## Work task
Which lines of the data below include the string "doormat"? Return each of them.

━━ Records for the task

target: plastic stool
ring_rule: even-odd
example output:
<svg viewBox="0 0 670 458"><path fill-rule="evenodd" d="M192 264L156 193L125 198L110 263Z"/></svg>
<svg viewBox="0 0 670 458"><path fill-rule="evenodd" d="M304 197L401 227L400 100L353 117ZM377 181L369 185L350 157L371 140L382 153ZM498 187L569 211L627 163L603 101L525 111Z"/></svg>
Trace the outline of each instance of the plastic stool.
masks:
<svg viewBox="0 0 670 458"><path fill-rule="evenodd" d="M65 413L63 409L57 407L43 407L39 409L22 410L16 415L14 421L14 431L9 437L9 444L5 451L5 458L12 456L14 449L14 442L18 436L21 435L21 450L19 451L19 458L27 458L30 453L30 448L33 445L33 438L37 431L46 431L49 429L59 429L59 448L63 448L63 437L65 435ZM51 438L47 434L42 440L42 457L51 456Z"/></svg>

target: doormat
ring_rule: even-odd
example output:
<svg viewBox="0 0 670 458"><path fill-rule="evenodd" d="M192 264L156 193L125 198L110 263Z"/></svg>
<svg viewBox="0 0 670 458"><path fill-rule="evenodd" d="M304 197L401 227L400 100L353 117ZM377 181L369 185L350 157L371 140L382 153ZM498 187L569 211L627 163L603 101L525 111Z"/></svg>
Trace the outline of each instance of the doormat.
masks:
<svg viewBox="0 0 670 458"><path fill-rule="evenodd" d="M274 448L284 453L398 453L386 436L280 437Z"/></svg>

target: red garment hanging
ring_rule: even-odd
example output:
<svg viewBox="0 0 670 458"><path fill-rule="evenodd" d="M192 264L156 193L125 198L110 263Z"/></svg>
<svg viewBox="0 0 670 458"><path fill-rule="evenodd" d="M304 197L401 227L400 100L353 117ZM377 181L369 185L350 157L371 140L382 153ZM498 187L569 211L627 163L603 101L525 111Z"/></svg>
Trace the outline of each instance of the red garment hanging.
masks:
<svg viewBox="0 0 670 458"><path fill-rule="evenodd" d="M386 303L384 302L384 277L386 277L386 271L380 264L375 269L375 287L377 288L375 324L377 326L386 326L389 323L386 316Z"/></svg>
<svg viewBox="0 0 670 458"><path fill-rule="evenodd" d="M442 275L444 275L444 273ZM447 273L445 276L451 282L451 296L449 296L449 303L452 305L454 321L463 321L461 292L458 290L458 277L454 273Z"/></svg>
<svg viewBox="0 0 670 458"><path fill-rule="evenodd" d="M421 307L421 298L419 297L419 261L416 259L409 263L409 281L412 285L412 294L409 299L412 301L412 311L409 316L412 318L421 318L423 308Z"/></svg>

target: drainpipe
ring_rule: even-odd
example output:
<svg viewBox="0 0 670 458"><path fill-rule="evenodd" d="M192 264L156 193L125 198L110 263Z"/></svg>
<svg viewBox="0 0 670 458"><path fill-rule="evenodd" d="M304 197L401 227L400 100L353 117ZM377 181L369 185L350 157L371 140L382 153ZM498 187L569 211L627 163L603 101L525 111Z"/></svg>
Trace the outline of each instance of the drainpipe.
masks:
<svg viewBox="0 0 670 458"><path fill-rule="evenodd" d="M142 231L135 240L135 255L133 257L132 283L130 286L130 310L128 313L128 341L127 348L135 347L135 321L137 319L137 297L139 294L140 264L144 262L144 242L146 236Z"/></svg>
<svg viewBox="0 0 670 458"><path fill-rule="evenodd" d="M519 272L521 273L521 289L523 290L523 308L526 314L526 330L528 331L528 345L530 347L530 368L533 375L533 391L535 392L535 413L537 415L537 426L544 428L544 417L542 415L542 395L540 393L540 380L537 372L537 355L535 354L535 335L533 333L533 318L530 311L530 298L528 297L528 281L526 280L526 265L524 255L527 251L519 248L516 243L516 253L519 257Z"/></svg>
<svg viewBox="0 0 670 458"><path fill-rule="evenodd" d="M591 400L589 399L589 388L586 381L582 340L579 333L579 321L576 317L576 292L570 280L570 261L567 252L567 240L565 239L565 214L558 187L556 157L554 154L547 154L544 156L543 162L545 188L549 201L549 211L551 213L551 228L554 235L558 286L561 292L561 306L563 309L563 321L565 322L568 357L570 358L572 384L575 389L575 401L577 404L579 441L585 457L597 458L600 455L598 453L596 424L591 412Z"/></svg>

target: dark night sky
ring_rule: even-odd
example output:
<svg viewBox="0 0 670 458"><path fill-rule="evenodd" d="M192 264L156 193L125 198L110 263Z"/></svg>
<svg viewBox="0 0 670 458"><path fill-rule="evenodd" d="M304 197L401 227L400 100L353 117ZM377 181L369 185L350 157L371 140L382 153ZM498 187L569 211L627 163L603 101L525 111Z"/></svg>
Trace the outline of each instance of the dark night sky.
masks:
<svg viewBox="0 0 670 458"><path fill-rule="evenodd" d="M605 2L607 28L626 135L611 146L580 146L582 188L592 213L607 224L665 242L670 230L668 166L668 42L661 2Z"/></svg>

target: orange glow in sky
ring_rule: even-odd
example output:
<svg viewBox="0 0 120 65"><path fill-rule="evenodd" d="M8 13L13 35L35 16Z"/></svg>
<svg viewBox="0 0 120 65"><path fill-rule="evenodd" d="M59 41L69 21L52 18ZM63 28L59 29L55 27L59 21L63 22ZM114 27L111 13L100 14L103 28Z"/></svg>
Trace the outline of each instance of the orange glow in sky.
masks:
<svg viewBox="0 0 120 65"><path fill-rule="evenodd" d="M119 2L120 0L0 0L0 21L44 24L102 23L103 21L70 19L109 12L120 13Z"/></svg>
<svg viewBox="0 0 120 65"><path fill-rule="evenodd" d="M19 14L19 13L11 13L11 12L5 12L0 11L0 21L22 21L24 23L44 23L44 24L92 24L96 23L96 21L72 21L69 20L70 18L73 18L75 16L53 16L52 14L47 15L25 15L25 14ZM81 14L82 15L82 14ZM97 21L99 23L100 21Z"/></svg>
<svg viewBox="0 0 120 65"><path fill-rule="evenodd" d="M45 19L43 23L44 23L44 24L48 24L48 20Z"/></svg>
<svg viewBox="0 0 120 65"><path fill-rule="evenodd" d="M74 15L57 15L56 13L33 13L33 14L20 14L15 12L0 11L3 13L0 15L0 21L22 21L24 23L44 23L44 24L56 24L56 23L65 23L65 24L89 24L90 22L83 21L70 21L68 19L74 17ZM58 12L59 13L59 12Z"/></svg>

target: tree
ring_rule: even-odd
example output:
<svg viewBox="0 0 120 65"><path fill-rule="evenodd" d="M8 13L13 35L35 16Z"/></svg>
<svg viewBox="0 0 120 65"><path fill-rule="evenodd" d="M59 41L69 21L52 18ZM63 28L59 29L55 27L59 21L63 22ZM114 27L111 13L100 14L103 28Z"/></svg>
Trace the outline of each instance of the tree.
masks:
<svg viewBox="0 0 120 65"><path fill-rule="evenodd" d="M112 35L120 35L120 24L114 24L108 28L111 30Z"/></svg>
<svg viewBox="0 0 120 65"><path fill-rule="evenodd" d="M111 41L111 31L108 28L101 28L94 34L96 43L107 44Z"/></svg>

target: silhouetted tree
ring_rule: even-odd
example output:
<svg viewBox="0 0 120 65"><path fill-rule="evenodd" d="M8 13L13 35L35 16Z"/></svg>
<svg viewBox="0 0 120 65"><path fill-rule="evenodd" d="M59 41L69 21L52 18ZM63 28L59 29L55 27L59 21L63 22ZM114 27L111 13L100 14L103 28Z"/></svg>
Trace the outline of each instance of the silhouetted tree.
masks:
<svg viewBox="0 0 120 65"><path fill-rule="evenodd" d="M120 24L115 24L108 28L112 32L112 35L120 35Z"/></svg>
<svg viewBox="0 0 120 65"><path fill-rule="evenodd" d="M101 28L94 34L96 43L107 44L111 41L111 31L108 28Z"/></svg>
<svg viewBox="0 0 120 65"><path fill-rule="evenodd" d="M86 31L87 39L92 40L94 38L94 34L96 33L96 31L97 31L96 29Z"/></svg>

━━━━

## Solution for this exercise
target: doormat
Trace the outline of each instance of the doormat.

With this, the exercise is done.